What the task asks => Please work out how many lines below contain the word "yellow", and reply with only that number.

Material for this task =>

··········

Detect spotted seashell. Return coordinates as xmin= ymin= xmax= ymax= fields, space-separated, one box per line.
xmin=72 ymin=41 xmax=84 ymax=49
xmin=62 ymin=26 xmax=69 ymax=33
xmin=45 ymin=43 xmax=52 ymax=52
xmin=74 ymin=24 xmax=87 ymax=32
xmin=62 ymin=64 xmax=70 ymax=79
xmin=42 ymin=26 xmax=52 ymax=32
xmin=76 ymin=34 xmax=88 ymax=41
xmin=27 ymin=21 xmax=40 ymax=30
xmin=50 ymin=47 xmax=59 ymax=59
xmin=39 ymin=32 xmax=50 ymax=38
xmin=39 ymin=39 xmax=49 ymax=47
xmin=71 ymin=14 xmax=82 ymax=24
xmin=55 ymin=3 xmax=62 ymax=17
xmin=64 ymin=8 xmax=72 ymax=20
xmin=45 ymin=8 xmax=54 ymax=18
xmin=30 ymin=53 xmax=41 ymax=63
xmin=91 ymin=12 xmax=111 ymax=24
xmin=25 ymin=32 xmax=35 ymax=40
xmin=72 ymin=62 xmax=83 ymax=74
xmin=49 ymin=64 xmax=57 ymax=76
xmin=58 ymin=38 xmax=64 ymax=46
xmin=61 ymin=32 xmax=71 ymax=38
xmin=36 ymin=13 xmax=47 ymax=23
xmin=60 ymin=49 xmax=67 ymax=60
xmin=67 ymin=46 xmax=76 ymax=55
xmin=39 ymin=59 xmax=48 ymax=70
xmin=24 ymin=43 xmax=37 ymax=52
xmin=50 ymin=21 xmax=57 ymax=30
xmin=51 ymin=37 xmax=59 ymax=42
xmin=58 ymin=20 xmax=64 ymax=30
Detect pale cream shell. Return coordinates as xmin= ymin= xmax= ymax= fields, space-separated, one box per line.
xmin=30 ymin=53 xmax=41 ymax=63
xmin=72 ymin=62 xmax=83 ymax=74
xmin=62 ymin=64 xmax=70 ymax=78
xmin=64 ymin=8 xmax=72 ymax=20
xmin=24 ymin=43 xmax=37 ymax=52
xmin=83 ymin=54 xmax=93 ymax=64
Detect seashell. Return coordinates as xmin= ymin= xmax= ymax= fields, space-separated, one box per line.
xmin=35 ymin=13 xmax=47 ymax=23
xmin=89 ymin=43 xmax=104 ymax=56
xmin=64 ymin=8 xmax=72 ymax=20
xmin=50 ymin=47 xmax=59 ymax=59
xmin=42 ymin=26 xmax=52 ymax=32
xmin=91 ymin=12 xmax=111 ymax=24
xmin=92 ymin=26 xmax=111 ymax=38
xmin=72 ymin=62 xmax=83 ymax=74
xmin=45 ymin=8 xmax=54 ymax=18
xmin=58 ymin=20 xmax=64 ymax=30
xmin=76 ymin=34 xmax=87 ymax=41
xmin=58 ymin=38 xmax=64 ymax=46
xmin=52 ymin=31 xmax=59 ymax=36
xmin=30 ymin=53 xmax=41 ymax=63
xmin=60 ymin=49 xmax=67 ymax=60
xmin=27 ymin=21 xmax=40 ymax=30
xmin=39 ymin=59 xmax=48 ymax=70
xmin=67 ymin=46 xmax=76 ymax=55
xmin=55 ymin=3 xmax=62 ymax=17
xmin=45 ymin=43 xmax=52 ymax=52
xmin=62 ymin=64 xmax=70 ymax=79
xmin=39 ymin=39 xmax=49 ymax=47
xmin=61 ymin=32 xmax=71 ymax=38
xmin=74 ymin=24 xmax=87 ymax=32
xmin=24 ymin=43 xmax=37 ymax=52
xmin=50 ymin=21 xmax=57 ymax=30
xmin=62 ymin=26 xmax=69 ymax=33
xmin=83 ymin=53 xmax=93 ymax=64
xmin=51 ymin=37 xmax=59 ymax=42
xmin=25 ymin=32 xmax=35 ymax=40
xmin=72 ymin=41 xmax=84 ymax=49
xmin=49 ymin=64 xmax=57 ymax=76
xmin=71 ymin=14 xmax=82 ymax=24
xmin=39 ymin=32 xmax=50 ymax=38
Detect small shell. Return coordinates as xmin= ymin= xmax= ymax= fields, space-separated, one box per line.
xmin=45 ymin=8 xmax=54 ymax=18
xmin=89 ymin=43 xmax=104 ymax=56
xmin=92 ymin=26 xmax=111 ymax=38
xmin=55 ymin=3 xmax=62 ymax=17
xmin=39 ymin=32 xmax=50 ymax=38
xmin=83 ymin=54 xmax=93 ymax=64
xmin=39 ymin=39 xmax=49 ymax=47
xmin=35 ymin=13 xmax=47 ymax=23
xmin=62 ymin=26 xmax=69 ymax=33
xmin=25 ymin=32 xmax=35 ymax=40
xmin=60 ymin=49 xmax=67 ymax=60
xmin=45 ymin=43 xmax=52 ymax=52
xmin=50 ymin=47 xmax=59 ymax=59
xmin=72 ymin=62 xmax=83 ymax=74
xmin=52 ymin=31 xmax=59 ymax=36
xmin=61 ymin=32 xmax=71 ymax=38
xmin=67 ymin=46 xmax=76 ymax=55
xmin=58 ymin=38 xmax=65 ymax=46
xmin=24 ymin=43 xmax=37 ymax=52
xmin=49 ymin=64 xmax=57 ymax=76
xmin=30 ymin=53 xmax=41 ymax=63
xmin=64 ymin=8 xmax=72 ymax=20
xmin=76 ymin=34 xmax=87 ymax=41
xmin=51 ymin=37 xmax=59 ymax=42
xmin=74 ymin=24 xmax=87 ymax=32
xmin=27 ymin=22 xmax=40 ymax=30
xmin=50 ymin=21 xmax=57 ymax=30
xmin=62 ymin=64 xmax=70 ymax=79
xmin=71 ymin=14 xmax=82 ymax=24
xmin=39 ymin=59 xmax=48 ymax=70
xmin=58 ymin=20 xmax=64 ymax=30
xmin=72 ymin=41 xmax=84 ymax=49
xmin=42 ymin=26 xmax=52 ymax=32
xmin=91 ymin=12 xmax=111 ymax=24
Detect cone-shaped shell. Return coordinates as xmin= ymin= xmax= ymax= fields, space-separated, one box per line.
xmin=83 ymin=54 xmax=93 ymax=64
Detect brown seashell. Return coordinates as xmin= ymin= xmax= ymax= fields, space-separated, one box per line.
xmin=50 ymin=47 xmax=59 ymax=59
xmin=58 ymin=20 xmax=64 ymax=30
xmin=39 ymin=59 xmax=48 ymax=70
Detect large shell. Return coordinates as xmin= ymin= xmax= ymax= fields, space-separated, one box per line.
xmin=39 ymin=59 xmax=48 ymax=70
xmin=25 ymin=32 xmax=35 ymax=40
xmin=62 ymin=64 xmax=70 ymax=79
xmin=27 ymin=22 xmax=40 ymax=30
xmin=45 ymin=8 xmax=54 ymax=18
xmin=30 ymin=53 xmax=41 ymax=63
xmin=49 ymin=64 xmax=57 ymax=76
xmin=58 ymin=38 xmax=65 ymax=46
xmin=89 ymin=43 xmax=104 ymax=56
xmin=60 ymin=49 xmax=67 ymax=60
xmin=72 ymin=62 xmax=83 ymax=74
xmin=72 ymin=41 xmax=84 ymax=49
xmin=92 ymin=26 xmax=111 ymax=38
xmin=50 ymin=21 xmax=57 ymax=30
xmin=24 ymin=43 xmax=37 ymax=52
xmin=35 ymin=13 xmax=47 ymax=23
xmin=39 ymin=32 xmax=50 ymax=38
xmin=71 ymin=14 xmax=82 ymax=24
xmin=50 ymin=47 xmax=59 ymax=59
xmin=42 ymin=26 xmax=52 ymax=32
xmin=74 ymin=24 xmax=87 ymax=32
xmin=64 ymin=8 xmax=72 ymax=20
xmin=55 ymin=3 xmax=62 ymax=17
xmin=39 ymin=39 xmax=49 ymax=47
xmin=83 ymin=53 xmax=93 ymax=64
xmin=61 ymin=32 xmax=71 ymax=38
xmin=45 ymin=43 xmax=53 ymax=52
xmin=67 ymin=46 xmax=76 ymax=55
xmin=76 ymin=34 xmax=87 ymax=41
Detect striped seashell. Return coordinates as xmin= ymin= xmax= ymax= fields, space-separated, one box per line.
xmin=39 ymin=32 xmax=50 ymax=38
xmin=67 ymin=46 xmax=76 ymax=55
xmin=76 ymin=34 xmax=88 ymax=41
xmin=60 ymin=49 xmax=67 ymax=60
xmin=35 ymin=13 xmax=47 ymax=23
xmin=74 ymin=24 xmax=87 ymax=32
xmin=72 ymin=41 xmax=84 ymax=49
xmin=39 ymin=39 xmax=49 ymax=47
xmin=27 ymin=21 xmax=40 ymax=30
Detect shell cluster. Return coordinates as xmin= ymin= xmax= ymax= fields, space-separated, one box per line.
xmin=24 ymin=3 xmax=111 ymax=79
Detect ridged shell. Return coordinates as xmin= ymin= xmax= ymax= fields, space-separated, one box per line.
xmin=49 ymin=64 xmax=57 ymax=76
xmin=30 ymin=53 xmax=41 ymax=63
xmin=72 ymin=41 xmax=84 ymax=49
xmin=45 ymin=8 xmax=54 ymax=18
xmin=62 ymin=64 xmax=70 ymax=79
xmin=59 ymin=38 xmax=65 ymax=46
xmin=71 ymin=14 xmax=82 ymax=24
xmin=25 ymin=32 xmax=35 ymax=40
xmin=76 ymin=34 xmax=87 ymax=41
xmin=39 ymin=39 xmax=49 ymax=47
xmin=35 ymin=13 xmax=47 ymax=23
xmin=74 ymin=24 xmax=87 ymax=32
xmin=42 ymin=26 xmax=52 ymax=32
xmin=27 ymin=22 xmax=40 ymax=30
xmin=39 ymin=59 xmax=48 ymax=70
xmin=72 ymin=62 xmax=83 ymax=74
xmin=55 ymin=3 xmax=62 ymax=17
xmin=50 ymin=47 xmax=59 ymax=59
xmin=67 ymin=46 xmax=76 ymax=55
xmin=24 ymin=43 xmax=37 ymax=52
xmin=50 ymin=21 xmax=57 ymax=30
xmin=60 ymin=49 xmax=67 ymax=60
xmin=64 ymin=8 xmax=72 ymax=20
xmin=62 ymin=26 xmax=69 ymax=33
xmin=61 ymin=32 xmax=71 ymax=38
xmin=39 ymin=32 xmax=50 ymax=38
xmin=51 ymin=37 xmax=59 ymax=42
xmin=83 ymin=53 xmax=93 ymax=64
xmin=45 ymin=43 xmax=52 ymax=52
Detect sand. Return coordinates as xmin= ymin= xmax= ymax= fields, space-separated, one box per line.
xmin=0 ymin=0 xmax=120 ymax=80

··········

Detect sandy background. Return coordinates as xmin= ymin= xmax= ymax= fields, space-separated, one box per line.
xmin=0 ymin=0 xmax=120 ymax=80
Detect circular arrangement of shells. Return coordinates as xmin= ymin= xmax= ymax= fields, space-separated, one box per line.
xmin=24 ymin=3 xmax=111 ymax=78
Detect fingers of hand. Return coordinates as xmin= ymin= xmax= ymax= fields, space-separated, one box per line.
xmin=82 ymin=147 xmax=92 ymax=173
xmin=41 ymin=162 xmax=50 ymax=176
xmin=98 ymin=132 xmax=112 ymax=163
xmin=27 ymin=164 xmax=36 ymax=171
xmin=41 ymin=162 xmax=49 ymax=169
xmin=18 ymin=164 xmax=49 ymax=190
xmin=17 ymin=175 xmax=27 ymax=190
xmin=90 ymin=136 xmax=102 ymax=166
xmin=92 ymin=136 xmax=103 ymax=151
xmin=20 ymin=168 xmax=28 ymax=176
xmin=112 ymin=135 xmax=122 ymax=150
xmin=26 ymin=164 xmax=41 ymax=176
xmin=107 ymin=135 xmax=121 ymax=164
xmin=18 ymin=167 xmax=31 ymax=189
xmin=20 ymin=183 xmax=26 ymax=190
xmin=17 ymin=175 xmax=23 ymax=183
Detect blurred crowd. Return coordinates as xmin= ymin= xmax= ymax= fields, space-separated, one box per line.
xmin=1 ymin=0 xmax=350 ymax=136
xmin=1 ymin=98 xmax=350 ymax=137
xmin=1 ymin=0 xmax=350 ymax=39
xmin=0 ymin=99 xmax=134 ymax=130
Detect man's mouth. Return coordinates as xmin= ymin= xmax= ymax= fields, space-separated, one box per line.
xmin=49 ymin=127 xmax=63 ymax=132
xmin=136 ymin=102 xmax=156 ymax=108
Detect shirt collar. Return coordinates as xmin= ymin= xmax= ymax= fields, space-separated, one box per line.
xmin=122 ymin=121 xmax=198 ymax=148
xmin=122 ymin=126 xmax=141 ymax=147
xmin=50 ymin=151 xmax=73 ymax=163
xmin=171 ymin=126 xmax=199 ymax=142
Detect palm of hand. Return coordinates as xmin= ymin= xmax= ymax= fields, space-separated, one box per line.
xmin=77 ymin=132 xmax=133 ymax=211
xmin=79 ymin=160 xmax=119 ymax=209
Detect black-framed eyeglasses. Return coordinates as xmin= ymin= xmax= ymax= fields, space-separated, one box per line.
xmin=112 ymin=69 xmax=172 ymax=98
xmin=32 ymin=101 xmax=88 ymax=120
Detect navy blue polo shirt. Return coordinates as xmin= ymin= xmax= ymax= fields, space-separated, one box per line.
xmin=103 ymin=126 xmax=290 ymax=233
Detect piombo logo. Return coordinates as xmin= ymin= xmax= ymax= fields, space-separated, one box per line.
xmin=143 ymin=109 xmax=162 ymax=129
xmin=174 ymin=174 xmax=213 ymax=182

··········

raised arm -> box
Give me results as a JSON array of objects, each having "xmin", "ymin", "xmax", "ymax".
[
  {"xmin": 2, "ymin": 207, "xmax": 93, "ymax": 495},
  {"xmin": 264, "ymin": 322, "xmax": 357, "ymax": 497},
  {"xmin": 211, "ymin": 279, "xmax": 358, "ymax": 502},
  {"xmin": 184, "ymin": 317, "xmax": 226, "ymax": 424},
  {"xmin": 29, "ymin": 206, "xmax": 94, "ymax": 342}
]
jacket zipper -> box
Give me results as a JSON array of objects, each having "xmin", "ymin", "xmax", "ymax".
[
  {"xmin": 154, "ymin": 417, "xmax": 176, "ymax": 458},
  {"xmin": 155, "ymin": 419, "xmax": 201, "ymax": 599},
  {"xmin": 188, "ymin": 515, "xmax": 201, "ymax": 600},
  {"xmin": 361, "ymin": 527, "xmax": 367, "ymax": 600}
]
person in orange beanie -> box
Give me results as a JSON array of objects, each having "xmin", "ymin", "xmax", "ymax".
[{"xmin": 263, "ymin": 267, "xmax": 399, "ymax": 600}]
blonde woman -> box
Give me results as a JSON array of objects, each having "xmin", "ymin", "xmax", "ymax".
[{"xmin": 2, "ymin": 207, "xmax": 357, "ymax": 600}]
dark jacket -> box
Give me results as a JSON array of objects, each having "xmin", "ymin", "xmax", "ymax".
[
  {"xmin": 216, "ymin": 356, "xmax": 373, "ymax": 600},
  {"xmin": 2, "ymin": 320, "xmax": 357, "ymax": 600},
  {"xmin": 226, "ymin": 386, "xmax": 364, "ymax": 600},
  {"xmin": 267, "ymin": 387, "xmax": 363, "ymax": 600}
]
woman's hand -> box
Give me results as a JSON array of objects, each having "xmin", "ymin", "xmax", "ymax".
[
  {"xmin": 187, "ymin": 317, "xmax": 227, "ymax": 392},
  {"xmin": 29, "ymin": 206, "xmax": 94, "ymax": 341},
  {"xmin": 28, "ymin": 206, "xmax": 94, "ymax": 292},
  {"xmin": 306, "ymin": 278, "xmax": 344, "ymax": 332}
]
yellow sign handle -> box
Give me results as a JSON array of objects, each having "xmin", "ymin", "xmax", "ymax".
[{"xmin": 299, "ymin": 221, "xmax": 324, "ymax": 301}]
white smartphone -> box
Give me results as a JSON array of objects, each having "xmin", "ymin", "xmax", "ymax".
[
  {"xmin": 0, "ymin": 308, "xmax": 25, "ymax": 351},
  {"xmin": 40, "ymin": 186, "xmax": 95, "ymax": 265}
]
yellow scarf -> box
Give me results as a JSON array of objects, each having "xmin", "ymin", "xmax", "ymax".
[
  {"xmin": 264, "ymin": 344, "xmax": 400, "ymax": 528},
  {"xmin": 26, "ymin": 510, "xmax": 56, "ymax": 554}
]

··········

Response to this task => 2